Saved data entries
---
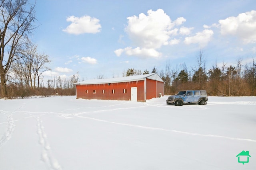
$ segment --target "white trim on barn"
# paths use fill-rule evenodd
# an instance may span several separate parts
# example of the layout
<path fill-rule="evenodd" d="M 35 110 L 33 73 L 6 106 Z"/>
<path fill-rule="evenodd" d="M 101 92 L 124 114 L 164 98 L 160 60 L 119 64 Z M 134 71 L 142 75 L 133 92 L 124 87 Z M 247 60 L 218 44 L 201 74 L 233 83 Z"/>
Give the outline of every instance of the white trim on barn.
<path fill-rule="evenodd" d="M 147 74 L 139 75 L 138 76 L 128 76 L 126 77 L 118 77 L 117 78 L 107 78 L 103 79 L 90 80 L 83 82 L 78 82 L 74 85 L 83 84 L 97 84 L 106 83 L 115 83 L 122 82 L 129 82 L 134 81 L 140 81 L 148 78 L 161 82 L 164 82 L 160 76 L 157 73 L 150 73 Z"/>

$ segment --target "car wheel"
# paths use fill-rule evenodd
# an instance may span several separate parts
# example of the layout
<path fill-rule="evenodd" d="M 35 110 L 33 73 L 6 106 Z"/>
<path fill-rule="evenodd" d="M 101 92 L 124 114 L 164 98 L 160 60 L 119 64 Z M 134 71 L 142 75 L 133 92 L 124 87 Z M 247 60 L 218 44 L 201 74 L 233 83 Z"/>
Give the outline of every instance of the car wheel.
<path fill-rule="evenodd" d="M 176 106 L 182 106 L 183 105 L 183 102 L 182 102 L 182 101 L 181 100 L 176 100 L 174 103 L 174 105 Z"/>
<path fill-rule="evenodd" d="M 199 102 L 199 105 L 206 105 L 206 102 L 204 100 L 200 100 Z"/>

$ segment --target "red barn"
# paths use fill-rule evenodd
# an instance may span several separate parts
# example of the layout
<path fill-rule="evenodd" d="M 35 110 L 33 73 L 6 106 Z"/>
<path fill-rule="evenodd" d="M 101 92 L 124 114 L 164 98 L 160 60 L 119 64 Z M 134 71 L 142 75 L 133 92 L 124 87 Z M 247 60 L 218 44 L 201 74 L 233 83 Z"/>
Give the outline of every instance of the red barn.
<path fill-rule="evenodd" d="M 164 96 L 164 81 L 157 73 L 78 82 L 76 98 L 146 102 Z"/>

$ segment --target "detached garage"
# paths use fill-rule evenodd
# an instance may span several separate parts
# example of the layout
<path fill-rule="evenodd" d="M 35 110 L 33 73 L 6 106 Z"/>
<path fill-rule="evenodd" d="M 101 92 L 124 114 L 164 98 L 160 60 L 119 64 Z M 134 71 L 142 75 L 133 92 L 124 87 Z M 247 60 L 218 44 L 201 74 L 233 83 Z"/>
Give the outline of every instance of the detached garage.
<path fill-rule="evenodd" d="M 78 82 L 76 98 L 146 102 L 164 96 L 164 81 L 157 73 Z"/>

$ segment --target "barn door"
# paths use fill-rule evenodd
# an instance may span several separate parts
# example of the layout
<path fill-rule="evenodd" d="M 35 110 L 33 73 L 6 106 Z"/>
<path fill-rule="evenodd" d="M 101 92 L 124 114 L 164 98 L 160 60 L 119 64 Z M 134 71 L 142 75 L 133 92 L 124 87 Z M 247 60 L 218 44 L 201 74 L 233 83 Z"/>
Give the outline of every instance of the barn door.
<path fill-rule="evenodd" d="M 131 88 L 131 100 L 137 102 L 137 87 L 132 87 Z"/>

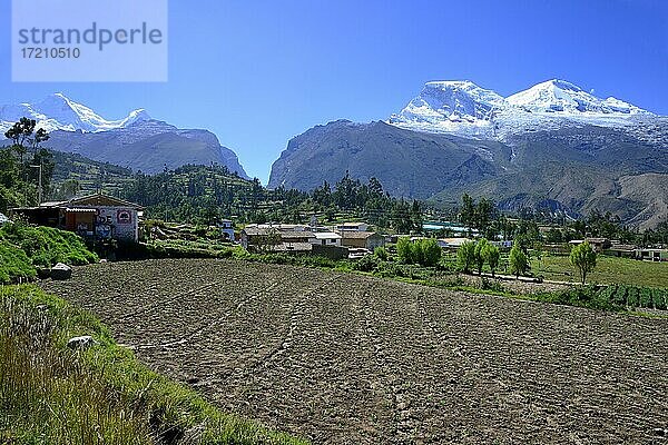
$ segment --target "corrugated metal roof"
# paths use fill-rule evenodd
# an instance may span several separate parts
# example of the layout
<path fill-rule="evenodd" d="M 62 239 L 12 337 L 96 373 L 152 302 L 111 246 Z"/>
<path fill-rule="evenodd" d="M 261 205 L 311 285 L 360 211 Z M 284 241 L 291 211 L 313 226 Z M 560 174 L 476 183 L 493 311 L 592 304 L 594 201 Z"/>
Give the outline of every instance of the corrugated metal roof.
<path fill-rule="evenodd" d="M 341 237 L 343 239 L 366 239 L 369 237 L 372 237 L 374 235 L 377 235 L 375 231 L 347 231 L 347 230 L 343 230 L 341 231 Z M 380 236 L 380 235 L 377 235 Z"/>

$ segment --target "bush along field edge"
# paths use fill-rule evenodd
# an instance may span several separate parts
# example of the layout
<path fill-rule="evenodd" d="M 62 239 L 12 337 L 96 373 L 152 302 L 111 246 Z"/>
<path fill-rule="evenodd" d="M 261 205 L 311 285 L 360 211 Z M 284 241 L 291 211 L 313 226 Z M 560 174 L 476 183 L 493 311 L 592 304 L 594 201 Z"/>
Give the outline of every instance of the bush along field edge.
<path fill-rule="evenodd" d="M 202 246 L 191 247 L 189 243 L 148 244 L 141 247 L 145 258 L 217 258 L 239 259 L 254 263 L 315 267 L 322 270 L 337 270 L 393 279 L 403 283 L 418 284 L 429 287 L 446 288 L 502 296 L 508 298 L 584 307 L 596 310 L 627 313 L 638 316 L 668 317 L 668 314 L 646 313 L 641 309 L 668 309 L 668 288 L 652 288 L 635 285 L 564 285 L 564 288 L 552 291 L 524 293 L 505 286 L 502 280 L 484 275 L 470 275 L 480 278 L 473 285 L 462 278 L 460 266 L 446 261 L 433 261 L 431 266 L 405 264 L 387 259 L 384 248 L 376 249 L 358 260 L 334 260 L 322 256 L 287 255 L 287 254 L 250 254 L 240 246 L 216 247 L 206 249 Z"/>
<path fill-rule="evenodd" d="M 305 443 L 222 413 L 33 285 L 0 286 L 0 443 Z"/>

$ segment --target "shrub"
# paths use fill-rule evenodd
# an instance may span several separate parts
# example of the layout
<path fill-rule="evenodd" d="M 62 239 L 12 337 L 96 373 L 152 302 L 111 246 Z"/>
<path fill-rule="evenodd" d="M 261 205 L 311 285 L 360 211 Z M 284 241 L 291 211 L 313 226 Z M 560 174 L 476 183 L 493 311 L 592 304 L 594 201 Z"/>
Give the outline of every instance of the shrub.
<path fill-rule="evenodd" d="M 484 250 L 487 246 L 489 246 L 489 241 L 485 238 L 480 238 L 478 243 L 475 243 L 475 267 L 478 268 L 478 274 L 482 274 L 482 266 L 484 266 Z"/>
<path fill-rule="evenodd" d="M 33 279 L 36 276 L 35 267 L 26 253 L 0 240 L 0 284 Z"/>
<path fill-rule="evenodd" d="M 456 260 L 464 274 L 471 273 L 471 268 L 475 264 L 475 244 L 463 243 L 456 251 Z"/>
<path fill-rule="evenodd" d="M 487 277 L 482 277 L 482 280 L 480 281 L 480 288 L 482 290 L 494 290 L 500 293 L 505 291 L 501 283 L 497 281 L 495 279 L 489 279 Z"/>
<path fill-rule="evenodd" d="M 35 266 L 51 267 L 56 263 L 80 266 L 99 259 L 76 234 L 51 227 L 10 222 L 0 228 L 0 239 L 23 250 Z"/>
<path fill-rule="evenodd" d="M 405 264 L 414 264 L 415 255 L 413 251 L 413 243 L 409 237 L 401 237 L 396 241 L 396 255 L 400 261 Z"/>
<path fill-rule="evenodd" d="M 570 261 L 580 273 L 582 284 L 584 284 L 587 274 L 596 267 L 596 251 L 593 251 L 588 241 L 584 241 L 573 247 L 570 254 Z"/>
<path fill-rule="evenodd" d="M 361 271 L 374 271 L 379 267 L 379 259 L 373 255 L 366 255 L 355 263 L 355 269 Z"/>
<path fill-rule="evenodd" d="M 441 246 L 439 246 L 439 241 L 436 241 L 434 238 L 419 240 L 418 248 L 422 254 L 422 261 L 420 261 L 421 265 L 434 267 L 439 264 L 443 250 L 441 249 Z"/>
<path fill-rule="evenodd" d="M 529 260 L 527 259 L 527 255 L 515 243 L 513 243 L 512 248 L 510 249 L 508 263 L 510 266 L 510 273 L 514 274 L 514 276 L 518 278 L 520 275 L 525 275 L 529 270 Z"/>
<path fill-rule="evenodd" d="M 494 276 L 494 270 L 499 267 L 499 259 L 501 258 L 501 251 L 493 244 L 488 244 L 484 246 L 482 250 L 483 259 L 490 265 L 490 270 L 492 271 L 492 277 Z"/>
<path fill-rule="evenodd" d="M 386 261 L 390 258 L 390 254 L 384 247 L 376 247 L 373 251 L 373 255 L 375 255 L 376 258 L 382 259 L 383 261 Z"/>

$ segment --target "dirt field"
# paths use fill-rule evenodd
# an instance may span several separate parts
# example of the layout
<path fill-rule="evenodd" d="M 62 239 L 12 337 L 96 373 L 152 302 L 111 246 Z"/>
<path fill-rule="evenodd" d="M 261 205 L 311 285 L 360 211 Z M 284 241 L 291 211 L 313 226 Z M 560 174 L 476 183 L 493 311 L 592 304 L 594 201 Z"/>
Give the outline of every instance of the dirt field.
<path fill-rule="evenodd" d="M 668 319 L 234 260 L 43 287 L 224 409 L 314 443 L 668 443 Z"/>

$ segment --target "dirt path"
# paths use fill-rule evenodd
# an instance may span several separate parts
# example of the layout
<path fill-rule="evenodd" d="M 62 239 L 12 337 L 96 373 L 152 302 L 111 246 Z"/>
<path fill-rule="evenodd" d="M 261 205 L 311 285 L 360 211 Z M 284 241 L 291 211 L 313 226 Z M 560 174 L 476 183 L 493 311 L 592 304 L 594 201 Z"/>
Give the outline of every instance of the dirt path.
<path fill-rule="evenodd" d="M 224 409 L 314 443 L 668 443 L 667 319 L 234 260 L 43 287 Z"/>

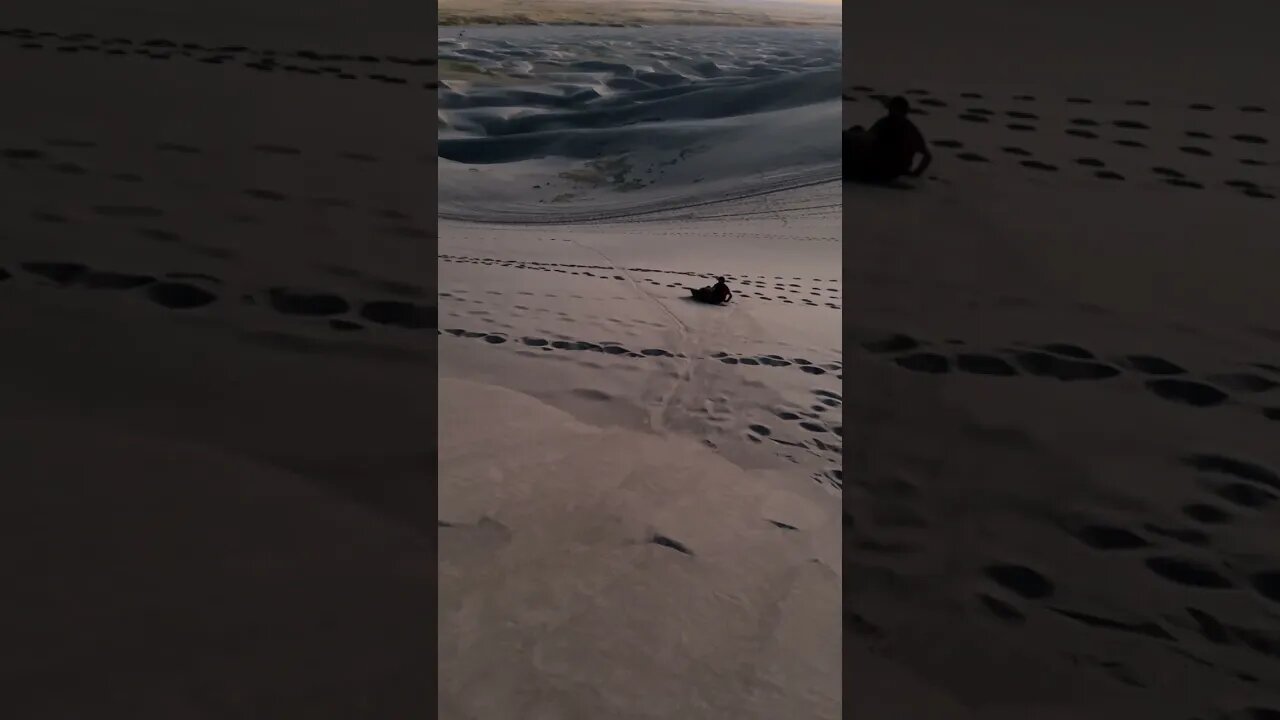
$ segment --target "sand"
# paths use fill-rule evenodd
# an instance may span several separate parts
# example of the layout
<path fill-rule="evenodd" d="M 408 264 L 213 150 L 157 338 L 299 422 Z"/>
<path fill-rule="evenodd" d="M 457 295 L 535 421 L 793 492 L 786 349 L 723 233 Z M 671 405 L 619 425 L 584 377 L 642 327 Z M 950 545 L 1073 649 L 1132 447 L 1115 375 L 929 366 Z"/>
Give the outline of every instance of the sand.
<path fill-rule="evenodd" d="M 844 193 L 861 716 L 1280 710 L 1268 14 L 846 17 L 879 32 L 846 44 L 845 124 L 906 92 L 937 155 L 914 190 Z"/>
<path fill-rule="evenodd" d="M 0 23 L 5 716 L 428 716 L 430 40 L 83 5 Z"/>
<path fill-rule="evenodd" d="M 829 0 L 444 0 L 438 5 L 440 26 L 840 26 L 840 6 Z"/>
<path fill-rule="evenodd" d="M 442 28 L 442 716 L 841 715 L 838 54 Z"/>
---
Brief:
Return every line of the entries above that contains the string "segment". Case counts.

Full response:
$ segment --target "white trim on barn"
$ segment --target "car wheel"
$ segment --target "red barn"
$ segment --target "detached garage"
$ segment --target "barn door"
$ segment --target "corrugated metal roof"
$ segment --target "bush along field edge"
$ segment --target "shrub"
$ segment --target "dirt field"
$ segment --target "dirt path"
$ segment --target "sand"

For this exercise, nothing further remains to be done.